[[ Input data open ]]

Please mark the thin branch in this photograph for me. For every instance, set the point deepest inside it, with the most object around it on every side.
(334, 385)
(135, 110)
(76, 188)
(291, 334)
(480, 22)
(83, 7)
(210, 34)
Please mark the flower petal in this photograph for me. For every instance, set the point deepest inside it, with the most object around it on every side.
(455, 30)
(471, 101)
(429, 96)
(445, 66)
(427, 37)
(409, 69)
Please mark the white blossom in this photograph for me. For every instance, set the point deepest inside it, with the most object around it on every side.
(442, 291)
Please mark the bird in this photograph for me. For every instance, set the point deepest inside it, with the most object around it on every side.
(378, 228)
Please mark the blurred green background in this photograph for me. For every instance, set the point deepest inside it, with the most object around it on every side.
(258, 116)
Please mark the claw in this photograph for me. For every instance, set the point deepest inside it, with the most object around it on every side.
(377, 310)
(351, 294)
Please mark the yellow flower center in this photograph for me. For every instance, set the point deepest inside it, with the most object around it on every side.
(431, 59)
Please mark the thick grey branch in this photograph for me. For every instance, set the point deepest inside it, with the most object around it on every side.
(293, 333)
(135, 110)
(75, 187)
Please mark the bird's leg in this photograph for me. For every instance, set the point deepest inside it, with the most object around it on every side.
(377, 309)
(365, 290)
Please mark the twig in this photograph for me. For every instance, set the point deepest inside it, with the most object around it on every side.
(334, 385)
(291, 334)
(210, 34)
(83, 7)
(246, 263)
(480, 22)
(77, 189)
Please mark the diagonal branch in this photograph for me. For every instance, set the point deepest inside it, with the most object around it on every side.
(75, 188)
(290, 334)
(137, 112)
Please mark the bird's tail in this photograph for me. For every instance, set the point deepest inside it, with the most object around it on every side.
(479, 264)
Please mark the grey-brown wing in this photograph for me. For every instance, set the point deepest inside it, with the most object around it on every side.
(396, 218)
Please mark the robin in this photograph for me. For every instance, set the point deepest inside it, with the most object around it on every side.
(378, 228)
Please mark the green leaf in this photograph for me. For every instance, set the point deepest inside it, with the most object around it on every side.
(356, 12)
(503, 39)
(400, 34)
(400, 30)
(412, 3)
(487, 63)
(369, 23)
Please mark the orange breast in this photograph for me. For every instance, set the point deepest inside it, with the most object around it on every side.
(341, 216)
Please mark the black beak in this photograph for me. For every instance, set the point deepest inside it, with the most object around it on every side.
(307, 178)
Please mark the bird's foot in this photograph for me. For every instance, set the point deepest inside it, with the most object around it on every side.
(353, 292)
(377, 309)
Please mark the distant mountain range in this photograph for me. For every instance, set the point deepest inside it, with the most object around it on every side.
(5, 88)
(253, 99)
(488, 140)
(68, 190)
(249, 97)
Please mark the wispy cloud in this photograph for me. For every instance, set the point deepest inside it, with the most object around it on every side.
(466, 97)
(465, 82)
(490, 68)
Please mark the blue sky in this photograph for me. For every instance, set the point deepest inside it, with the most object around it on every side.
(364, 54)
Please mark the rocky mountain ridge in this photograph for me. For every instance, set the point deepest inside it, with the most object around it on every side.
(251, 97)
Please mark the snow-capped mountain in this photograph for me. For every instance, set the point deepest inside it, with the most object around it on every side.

[[ Input data closed ]]

(Exercise brief):
Reproduce every line of the data exactly as it was written.

(Response to the exercise):
Please mark the thin branch in this photograph for me. For every instance, set the point deepest inside it, with the most object around it on every side.
(334, 385)
(135, 110)
(76, 188)
(291, 334)
(480, 22)
(83, 7)
(210, 34)
Please mark the flower petal in this photograph for me. For every instance, set the point deepest inside it, with the most object around it on every side.
(455, 30)
(471, 101)
(429, 96)
(445, 66)
(427, 37)
(409, 69)
Please mark the white blossom in this photograph for me. For every instance, set the point deepest inside it, with the most object around it on every side.
(442, 291)
Please mark the bird in this photograph for me. For every instance, set the point deepest inside it, with the most object around it on every side.
(378, 228)
Please mark the blurred green background in this photograph for me. For every instance, set the point deepest inside it, with the most object around it on every side.
(258, 116)
Please mark the claw in this photograph for me. For every instance, set the point deepest inside it, with the most object around it on every side.
(377, 310)
(351, 294)
Please mark the yellow flower center in this photograph for me. For every instance, set the point deepest inside it, with the most object around it on every side.
(431, 59)
Please mark the thick grey branch in this photograph for me. For every instance, set the point deepest inside it, with the most object around it on every side.
(293, 333)
(135, 110)
(75, 187)
Please mark the bird's leg in this photograph for me. For every instance, set the point deepest inside it, with the most object around it on every side.
(377, 309)
(365, 290)
Please mark the twig in this photograph for me. For every instance, set the point deepest inside it, with the most object around it on every side.
(334, 385)
(291, 334)
(210, 34)
(83, 7)
(246, 263)
(480, 22)
(77, 189)
Please mark the diagonal branch in this photograph for me. For every instance, set the point deepest inside it, with the most object around it on every side.
(75, 188)
(290, 334)
(137, 112)
Please mark the bird's tail in this photograph for me. For every instance, set the point deepest inside it, with the most object around it on every side.
(479, 264)
Please mark the grey-brown wing in this photograph for me. For every instance, set the point deepest inside it, with the most object around it on every side.
(396, 218)
Please mark the robin in this photograph for me. For every instance, set the point deepest inside it, with the most object around it on every side.
(378, 228)
Please mark the green leaf in this photograph for me. For every instance, set the point deepest inside it, with the most object around it on every side.
(356, 12)
(503, 39)
(400, 34)
(400, 30)
(412, 3)
(487, 63)
(369, 23)
Please mark the orange breast in this photograph for me. For every instance, set the point deepest inside it, with the most object around it on every side.
(341, 216)
Please mark the black beak in this photograph for me. For every instance, set the point deepest inside it, with the most object around it on every side.
(307, 178)
Please mark the bird's foot in this photograph for me. For every instance, set the point deepest inside it, with the most object around it on every side.
(353, 292)
(377, 309)
Please mark the distant mountain range in this photograph for me. For every instance, set the point deepest inside it, with the most object around it on every side.
(5, 88)
(253, 99)
(488, 140)
(68, 190)
(249, 97)
Please mark the wispy cloud in this photograph for me. For every instance, set the point deepest inside it, with the most object around it on every side.
(466, 97)
(465, 82)
(490, 68)
Please mark the blue sky in this photograph for me. For every instance, set the point deepest inside it, with the most object around it on every side.
(364, 54)
Please mark the rocky mountain ridge in this photograph for me. For every instance, set the point deepest inside it, with the most object around it on every side.
(251, 97)
Please mark the snow-capped mountain in this photograph for me. For every instance, set the point deepest inside it, with the most object around it on every side.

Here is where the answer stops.